▸ **What you should do**
In full and unchanged, set down the entries that follow, with no images.

▸ **Task input**
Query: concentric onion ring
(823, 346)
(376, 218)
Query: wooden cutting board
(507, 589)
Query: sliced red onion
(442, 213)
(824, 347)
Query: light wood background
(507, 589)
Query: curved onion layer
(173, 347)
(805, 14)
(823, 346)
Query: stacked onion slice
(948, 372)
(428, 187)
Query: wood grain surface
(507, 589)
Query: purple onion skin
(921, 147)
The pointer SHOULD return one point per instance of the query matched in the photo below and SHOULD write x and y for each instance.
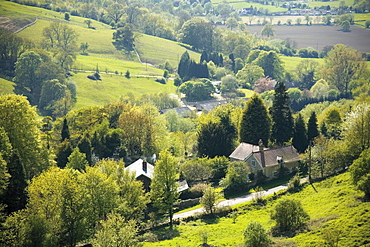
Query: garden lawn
(112, 87)
(332, 203)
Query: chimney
(261, 147)
(145, 166)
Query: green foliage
(255, 123)
(217, 138)
(255, 235)
(77, 160)
(300, 140)
(116, 231)
(208, 200)
(61, 40)
(19, 121)
(289, 216)
(236, 178)
(360, 172)
(197, 90)
(164, 187)
(312, 127)
(281, 116)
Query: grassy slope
(112, 87)
(6, 87)
(334, 198)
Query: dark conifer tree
(281, 114)
(65, 130)
(183, 67)
(63, 152)
(204, 57)
(85, 147)
(216, 139)
(15, 195)
(255, 123)
(300, 141)
(312, 128)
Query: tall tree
(312, 127)
(342, 65)
(20, 122)
(300, 140)
(26, 80)
(183, 67)
(15, 195)
(281, 114)
(217, 138)
(255, 123)
(164, 187)
(62, 41)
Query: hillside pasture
(112, 87)
(156, 50)
(318, 36)
(331, 204)
(20, 13)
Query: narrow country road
(232, 202)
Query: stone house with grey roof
(269, 161)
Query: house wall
(253, 168)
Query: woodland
(83, 88)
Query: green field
(112, 87)
(332, 203)
(18, 11)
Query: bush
(289, 216)
(255, 235)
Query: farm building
(269, 161)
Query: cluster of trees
(41, 73)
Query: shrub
(255, 235)
(289, 216)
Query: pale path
(232, 202)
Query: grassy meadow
(112, 87)
(331, 204)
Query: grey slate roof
(179, 110)
(137, 167)
(243, 151)
(269, 157)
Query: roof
(179, 110)
(137, 167)
(243, 151)
(183, 185)
(210, 105)
(271, 156)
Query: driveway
(232, 202)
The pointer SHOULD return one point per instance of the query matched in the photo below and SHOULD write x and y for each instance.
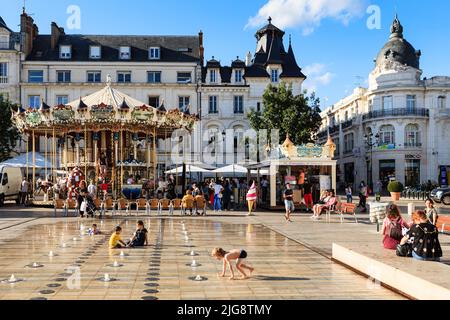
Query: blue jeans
(417, 257)
(217, 203)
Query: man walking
(24, 192)
(218, 189)
(264, 187)
(289, 202)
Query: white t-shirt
(91, 189)
(24, 186)
(217, 188)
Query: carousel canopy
(21, 161)
(105, 110)
(110, 97)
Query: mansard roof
(3, 25)
(173, 48)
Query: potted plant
(395, 188)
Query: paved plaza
(284, 269)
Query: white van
(10, 184)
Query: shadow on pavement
(270, 278)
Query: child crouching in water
(228, 257)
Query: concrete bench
(443, 224)
(415, 279)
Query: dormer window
(125, 53)
(154, 53)
(4, 41)
(274, 76)
(65, 52)
(213, 76)
(95, 52)
(238, 76)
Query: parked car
(441, 195)
(10, 183)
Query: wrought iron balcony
(6, 45)
(414, 145)
(347, 124)
(400, 112)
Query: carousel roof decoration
(187, 110)
(82, 106)
(44, 107)
(107, 109)
(124, 107)
(161, 108)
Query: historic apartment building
(163, 71)
(395, 128)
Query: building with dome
(229, 92)
(397, 127)
(165, 72)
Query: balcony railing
(6, 45)
(401, 112)
(412, 145)
(334, 129)
(347, 124)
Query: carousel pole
(121, 161)
(28, 151)
(34, 160)
(148, 155)
(55, 158)
(155, 155)
(66, 152)
(45, 154)
(113, 165)
(85, 153)
(95, 138)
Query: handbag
(404, 250)
(83, 206)
(395, 231)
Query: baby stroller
(91, 209)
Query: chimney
(28, 31)
(202, 48)
(248, 59)
(57, 32)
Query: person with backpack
(392, 230)
(423, 239)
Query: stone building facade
(403, 116)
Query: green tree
(298, 116)
(8, 132)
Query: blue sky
(331, 39)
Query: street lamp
(370, 143)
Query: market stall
(296, 165)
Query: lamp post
(370, 143)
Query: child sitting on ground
(227, 257)
(94, 231)
(115, 242)
(140, 236)
(187, 203)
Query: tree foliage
(8, 132)
(298, 116)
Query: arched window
(412, 135)
(239, 152)
(387, 135)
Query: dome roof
(397, 49)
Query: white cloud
(307, 14)
(317, 75)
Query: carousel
(106, 138)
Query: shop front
(307, 166)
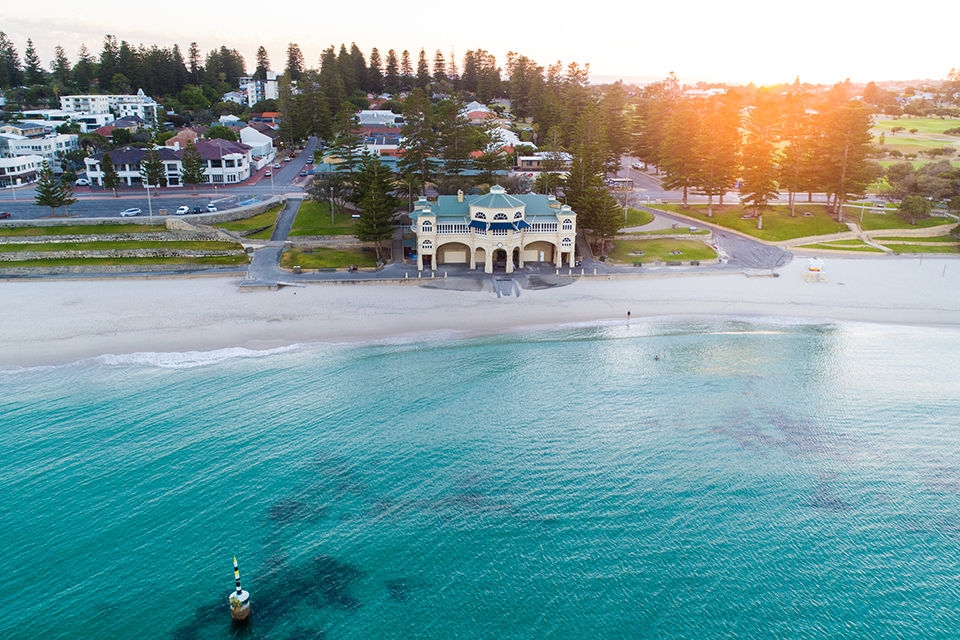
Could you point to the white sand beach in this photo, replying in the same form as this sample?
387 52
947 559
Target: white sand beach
57 320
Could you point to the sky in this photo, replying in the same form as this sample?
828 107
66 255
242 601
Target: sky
735 42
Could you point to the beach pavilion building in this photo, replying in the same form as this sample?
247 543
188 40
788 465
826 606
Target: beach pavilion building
494 231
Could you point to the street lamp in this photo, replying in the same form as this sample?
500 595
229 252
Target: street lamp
149 204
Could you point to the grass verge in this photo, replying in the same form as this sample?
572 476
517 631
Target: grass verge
629 251
328 258
313 219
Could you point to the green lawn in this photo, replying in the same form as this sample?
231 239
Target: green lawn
638 218
929 135
321 258
80 230
262 224
909 239
922 248
679 231
853 244
777 222
627 251
891 220
865 248
313 219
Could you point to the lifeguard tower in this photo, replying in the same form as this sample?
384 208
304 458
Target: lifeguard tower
814 271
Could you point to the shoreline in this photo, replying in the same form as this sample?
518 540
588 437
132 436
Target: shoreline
51 322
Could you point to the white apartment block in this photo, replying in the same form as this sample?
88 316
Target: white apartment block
118 105
257 90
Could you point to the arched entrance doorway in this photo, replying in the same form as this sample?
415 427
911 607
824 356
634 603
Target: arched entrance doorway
499 260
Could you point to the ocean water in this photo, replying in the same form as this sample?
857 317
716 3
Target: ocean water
672 478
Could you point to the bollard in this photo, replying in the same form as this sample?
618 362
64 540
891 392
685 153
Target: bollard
239 599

▸ **Output below**
Query: concentric onion ring
(823, 346)
(376, 218)
Query: wooden cutting board
(507, 589)
Query: sliced red onion
(442, 213)
(824, 347)
Query: light wood background
(507, 589)
Query: curved onion layer
(173, 347)
(805, 14)
(823, 346)
Query: stacked onion slice
(948, 372)
(428, 187)
Query: wood grain surface
(507, 589)
Query: purple onion skin
(921, 147)
The pointer SHOULD return one point per instance of the query matched in the photo below and SHOULD write x and y for each instance.
Query: garden lawn
(112, 87)
(332, 203)
Query: chimney
(261, 147)
(145, 166)
Query: green foliage
(255, 123)
(217, 138)
(255, 235)
(77, 160)
(300, 140)
(116, 231)
(208, 200)
(61, 40)
(19, 121)
(289, 216)
(236, 178)
(360, 172)
(197, 90)
(164, 187)
(312, 127)
(281, 116)
Query: grassy slope
(112, 87)
(6, 87)
(334, 198)
Query: dark conifer tree
(281, 114)
(65, 130)
(183, 67)
(63, 152)
(204, 57)
(85, 147)
(216, 139)
(15, 195)
(255, 123)
(300, 141)
(312, 128)
Query: tall tree
(312, 127)
(342, 65)
(20, 122)
(300, 140)
(26, 80)
(183, 67)
(15, 195)
(281, 114)
(217, 138)
(255, 123)
(164, 187)
(62, 41)
Query: hillside pasture
(112, 87)
(156, 50)
(318, 36)
(331, 204)
(20, 13)
Query: narrow country road
(232, 202)
Query: stone house with grey roof
(269, 161)
Query: house wall
(253, 168)
Query: woodland
(83, 88)
Query: green field
(112, 87)
(332, 203)
(18, 11)
Query: bush
(289, 216)
(255, 235)
Query: farm building
(269, 161)
Query: cluster of trees
(41, 73)
Query: shrub
(255, 235)
(289, 216)
Query: pale path
(232, 202)
Query: grassy meadow
(112, 87)
(331, 204)
Query: grey slate roof
(179, 110)
(137, 167)
(243, 151)
(269, 157)
Query: roof
(179, 110)
(137, 167)
(243, 151)
(183, 185)
(210, 105)
(271, 156)
Query: driveway
(232, 202)
The pointer SHOULD return one point per instance of the query matched in the photo below and SHOULD write x and y for each instance.
Query: blue jeans
(417, 257)
(217, 203)
Query: man walking
(24, 192)
(218, 189)
(264, 187)
(289, 202)
Query: white t-shirt
(91, 189)
(24, 186)
(217, 188)
Query: carousel canopy
(21, 161)
(105, 110)
(110, 97)
Query: mansard roof
(3, 25)
(173, 48)
Query: potted plant
(395, 188)
Query: paved plaza
(284, 269)
Query: white van
(10, 184)
Query: shadow on pavement
(270, 278)
Query: child crouching in water
(228, 257)
Query: concrete bench
(443, 224)
(415, 279)
Query: dormer window
(125, 53)
(154, 53)
(4, 41)
(274, 76)
(65, 52)
(213, 76)
(95, 52)
(238, 76)
Query: parked car
(441, 195)
(10, 183)
Query: wrought iron balcony
(6, 45)
(414, 145)
(347, 124)
(400, 112)
Query: carousel roof decoration
(187, 110)
(82, 106)
(44, 107)
(107, 109)
(124, 107)
(161, 108)
Query: historic apartment building
(163, 71)
(395, 128)
Query: building with dome
(229, 92)
(397, 127)
(165, 72)
Query: balcony railing
(6, 45)
(401, 112)
(412, 145)
(334, 129)
(347, 124)
Query: carousel pole
(121, 161)
(28, 151)
(34, 160)
(148, 155)
(55, 158)
(155, 155)
(66, 152)
(45, 154)
(113, 165)
(85, 153)
(95, 138)
Query: handbag
(404, 250)
(83, 206)
(395, 231)
Query: baby stroller
(91, 209)
Query: chimney
(28, 31)
(202, 48)
(248, 59)
(57, 32)
Query: person with backpack
(392, 230)
(423, 239)
Query: stone building facade
(403, 116)
Query: green tree
(298, 116)
(8, 132)
Query: blue sky
(331, 39)
Query: street lamp
(370, 143)
Query: market stall
(296, 165)
Query: lamp post
(370, 143)
Query: child sitting on ground
(227, 257)
(94, 231)
(115, 242)
(140, 236)
(187, 203)
Query: tree foliage
(8, 132)
(298, 116)
Query: arched window
(412, 135)
(239, 152)
(387, 135)
Query: dome roof
(397, 49)
Query: white cloud
(307, 14)
(317, 75)
Query: carousel
(106, 138)
Query: shop front
(307, 166)
Could you point to the white sand beach in this photo, replying in the same form as this sample?
387 52
947 559
Target: white sand beach
57 320
Could you point to the sky in this photo, replying in the same form as this sample?
828 107
66 255
242 601
Target: sky
735 42
Could you point to the beach pavilion building in this photo, replying in the same form as this sample?
247 543
188 40
788 465
826 606
Target: beach pavilion building
494 231
Could you point to the street lamp in this photo, replying in the same form as this sample?
500 595
229 252
Target: street lamp
149 204
Could you point to the grass verge in this photo, replying in the same form as this sample?
572 476
517 631
Target: grass verge
629 251
328 258
313 219
Could you point to the green lawn in this photo, replying in the same form as this sample?
231 239
Target: green lawn
638 218
929 135
321 258
80 230
262 224
909 239
922 248
679 231
853 244
777 222
627 251
891 220
865 248
313 219
Could you point to the lifeguard tower in this photo, replying in the same form as this sample?
384 208
304 458
Target: lifeguard tower
814 271
Could you point to the shoreline in this photo, replying in the same form as this sample?
518 540
588 437
132 436
Target: shoreline
51 322
Could you point to the white apartment block in this photo, replying in the same form as this sample?
88 316
Target: white apartment block
118 105
257 90
Could you point to the arched entrance doorway in this photo, replying in the same form as this sample?
415 427
911 607
824 356
634 603
Target: arched entrance doorway
499 260
Could you point to the ocean water in this photo, replying in the same form as this sample?
857 317
716 3
Target: ocean water
672 478
Could you point to the bollard in this photo, replying in the same form as this sample?
618 362
64 540
891 392
685 153
Target: bollard
239 599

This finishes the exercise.